◆ **EXTRACT PROVIDED**:

Taking the Plunge by Christie Dickson


Taking the Plunge by Christie Dickson

Have you ever wondered how you would wash your diapers if you didn’t have access to a washing machine? I’d thought about it a few times; “what would we do in the event of a natural disaster?”, but I didn't worry about it too much. Then, three years into my cloth diapering journey, there was a mechanical failure in my hot water heater and I found I couldn’t wash my diapers in my normal way. Luckily, I could reach out to my Real Diaper Circle Leader and friend, Janice, who pointed me in the right direction for learning how to build a camp washer.

 

My husband, Jeremiah, went out to the hardware store for a bucket, lid, and plunger. When he got home, he cut a hole in the lid, and drilled holes around the plunger to allow for better agitation.

 

My next mission was to heat water. I set to work on the stove, heating water to rinse the diapers. I put the dirty diapers in the bucket and filled it about 2/3 of the way full with warm water. We closed the lid and took turns agitating the diapers, for about 10 minutes. Jeremiah took the bucket and emptied it. We then moved to the wash cycle. We added hot water (around 120 degrees F). I wasn't sure how much detergent we needed to add, so I added one heaping tablespoon of Tide, a heaping tablespoon of powdered water softener, and, in a change to my normal routine, I added a tablespoon of oxyclean.

◆ **DATASET ENTRIES**:
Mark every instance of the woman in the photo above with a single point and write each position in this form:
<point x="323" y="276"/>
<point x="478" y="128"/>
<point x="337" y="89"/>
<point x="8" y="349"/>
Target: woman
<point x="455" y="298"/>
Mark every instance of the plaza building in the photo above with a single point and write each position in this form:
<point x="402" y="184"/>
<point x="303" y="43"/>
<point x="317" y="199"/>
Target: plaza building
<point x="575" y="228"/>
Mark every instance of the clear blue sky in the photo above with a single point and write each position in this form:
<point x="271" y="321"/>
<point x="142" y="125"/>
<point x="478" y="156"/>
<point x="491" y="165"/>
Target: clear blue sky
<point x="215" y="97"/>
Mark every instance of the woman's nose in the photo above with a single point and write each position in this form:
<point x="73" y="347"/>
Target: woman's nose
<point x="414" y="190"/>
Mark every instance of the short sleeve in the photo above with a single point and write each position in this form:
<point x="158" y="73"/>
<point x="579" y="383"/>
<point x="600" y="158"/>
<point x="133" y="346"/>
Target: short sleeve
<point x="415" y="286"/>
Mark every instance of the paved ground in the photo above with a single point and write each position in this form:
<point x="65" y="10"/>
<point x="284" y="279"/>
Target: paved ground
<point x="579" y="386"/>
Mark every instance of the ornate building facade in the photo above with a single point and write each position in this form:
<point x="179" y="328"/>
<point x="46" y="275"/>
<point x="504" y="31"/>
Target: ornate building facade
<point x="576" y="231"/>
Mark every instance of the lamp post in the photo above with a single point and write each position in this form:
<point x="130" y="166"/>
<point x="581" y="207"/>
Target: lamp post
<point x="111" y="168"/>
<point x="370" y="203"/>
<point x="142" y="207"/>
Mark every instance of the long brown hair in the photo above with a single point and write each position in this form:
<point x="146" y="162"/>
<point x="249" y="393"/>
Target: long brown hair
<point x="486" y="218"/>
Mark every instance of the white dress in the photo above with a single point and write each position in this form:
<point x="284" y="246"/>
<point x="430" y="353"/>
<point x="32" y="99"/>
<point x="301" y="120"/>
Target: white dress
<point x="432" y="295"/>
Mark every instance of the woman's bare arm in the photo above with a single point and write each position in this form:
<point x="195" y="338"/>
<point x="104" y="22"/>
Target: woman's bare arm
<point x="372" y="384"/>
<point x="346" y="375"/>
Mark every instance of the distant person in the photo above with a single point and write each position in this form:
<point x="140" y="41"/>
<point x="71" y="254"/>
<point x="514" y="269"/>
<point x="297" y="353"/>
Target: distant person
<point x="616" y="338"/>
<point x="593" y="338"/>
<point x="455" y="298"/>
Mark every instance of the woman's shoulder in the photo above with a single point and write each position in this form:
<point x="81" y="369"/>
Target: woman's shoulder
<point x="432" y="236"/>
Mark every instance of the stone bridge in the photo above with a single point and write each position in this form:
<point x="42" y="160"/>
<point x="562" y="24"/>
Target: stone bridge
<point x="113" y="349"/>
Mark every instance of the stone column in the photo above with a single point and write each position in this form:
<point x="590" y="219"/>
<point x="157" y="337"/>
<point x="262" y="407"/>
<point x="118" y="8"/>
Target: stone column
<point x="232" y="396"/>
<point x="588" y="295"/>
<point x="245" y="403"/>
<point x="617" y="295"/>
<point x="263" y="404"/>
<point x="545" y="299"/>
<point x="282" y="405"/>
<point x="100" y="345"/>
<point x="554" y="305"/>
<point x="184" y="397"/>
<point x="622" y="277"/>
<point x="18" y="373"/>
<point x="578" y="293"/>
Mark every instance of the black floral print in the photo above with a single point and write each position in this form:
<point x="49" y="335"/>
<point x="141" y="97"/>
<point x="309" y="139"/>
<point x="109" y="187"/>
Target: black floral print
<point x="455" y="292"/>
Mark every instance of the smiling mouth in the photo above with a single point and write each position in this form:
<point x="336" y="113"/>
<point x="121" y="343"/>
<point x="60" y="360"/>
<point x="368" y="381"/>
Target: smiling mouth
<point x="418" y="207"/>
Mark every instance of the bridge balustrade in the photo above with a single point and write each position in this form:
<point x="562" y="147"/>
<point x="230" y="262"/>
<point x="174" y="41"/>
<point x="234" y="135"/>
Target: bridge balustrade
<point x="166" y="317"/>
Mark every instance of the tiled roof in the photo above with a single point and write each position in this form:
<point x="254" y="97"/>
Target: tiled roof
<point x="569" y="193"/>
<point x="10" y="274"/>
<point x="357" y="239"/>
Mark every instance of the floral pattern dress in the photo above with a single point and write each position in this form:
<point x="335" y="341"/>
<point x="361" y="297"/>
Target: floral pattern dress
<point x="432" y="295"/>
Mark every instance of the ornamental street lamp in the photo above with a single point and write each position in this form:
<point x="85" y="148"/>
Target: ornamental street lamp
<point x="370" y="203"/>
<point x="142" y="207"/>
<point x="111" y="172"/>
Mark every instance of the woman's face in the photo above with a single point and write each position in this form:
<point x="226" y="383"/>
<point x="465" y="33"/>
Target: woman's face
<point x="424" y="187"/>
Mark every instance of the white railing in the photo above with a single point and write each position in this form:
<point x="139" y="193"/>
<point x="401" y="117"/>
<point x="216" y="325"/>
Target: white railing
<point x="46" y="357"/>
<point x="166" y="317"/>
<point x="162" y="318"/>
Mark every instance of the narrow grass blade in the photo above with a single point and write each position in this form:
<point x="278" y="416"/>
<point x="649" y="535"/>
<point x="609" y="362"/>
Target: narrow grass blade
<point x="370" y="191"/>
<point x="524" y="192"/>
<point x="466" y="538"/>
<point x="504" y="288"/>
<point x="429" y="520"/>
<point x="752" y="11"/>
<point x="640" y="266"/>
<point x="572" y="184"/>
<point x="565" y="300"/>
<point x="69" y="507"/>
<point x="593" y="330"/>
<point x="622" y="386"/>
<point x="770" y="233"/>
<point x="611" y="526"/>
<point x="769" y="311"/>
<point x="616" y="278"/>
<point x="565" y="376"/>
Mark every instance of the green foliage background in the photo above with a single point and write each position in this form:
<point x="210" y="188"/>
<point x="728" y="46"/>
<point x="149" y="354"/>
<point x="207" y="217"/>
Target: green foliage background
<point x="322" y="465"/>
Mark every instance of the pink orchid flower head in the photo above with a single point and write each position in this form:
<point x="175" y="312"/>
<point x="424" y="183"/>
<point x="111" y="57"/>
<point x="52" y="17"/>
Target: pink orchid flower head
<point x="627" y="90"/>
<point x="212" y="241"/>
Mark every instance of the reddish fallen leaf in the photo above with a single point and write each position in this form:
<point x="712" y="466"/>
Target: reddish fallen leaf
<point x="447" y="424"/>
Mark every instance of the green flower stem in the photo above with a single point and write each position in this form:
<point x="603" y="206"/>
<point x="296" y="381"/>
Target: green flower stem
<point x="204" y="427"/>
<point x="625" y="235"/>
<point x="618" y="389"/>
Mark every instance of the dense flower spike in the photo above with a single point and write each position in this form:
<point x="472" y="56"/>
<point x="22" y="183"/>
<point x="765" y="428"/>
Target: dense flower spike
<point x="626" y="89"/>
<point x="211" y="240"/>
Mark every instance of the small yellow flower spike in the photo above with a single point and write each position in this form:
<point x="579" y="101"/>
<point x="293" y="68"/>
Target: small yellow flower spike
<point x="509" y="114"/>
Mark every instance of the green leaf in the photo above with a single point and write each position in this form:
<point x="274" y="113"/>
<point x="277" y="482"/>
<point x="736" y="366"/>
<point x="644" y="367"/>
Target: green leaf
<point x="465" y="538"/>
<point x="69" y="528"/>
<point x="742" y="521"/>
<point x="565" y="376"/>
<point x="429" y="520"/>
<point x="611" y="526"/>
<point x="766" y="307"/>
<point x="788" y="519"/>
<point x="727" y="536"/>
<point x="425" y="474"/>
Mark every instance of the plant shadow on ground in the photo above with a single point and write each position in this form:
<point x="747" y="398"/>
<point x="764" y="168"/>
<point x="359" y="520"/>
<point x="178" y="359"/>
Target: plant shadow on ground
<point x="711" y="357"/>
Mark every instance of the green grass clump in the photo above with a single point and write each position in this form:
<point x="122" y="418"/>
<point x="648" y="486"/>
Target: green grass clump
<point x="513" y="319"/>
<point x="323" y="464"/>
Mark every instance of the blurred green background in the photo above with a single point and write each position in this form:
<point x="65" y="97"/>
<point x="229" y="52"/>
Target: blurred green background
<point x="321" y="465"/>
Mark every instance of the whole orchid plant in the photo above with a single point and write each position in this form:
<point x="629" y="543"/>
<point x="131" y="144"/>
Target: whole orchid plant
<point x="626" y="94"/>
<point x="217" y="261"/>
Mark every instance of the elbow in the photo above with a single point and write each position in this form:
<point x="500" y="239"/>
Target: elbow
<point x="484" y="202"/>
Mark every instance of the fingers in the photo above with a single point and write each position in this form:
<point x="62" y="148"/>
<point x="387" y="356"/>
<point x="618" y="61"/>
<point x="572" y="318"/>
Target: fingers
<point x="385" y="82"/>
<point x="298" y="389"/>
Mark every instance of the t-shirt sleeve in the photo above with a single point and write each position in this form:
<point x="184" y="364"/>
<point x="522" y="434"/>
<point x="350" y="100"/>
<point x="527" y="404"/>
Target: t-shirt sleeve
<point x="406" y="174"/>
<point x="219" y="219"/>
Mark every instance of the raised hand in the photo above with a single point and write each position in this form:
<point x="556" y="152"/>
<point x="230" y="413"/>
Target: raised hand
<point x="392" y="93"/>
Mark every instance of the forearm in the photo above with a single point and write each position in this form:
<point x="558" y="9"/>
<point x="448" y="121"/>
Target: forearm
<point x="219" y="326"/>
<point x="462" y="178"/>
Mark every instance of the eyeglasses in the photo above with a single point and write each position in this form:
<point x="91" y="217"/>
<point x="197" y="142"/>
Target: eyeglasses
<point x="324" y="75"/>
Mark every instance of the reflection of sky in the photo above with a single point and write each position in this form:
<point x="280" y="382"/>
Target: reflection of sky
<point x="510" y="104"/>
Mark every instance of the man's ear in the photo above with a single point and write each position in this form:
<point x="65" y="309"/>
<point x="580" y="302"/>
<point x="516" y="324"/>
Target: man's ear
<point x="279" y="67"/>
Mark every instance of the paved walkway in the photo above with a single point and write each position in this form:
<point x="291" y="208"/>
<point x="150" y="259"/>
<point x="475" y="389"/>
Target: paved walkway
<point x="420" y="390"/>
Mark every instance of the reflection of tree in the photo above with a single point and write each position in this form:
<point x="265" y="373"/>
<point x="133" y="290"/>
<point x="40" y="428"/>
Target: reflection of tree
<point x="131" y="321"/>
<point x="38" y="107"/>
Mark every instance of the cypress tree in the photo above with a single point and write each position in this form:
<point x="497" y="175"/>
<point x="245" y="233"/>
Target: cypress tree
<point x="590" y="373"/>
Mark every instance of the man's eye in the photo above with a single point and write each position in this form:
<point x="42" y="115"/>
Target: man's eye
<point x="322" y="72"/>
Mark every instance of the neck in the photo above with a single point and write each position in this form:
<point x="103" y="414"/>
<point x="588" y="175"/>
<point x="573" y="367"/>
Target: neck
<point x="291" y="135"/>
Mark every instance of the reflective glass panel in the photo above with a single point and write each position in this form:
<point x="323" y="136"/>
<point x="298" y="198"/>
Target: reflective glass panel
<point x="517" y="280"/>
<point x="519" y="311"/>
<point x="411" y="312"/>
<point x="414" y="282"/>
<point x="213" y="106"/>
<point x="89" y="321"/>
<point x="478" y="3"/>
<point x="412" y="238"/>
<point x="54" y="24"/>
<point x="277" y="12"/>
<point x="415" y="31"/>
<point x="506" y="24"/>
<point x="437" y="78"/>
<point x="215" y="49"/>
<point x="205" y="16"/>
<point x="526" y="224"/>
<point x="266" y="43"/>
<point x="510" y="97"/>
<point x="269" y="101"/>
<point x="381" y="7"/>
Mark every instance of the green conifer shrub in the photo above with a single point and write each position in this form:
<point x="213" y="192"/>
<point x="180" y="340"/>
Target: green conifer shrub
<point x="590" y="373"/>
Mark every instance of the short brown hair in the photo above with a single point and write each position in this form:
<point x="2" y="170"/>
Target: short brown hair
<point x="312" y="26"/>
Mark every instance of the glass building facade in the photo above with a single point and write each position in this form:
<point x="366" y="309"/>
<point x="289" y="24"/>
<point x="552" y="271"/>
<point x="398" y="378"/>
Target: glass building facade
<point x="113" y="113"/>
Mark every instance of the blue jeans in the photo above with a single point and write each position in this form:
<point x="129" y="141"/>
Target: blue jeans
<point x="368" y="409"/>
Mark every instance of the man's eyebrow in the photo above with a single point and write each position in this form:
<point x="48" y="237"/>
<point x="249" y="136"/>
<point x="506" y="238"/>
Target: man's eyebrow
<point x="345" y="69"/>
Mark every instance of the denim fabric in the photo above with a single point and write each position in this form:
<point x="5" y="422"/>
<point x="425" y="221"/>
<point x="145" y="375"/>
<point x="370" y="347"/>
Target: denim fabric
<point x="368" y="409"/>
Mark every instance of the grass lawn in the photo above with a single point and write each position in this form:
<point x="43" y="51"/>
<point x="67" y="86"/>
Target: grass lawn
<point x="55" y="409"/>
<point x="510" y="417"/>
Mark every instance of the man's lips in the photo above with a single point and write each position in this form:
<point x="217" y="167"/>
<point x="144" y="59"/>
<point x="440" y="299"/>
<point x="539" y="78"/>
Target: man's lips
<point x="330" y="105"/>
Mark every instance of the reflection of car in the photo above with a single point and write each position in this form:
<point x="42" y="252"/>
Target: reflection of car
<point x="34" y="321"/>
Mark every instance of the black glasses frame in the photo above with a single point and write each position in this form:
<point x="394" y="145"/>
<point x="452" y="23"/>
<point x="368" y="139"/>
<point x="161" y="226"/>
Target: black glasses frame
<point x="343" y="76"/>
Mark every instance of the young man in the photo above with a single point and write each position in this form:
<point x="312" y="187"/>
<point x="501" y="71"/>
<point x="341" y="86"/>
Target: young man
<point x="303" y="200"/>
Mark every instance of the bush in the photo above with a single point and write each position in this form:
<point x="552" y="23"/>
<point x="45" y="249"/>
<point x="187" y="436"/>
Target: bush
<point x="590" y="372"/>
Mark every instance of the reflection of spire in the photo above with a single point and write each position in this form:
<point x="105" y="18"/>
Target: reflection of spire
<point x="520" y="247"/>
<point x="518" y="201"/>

◆ **TASK DESCRIPTION**:
Please list each product the author added to the wash cycle in "Taking the Plunge," with the amount of each.

◆ **REPLY**:
- Tide: one heaping tablespoon
- Powdered water softener: a heaping tablespoon
- Oxyclean: a tablespoon